◆ WRITTEN TASK: Reproduce verbatim the stretch of the records below from the line containing "Report the location of every instance of the rocky" through the line containing "Query: rocky outcrop", with both lines included.

Point annotation dataset records
-----

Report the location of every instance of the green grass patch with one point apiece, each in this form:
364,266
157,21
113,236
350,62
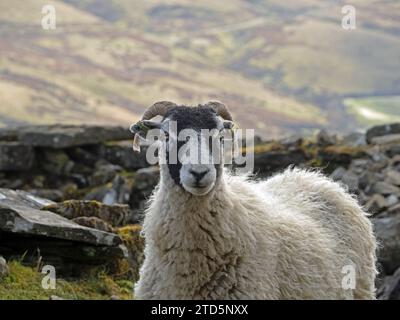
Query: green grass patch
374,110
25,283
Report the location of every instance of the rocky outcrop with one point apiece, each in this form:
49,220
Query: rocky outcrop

-----

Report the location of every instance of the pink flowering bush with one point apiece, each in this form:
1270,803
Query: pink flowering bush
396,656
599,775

-----

◆ RESPONSE TO THE TASK:
Report the location of every instance of the rocky outcrop with one point apiece, each in this form:
49,220
Query: rocky outcrop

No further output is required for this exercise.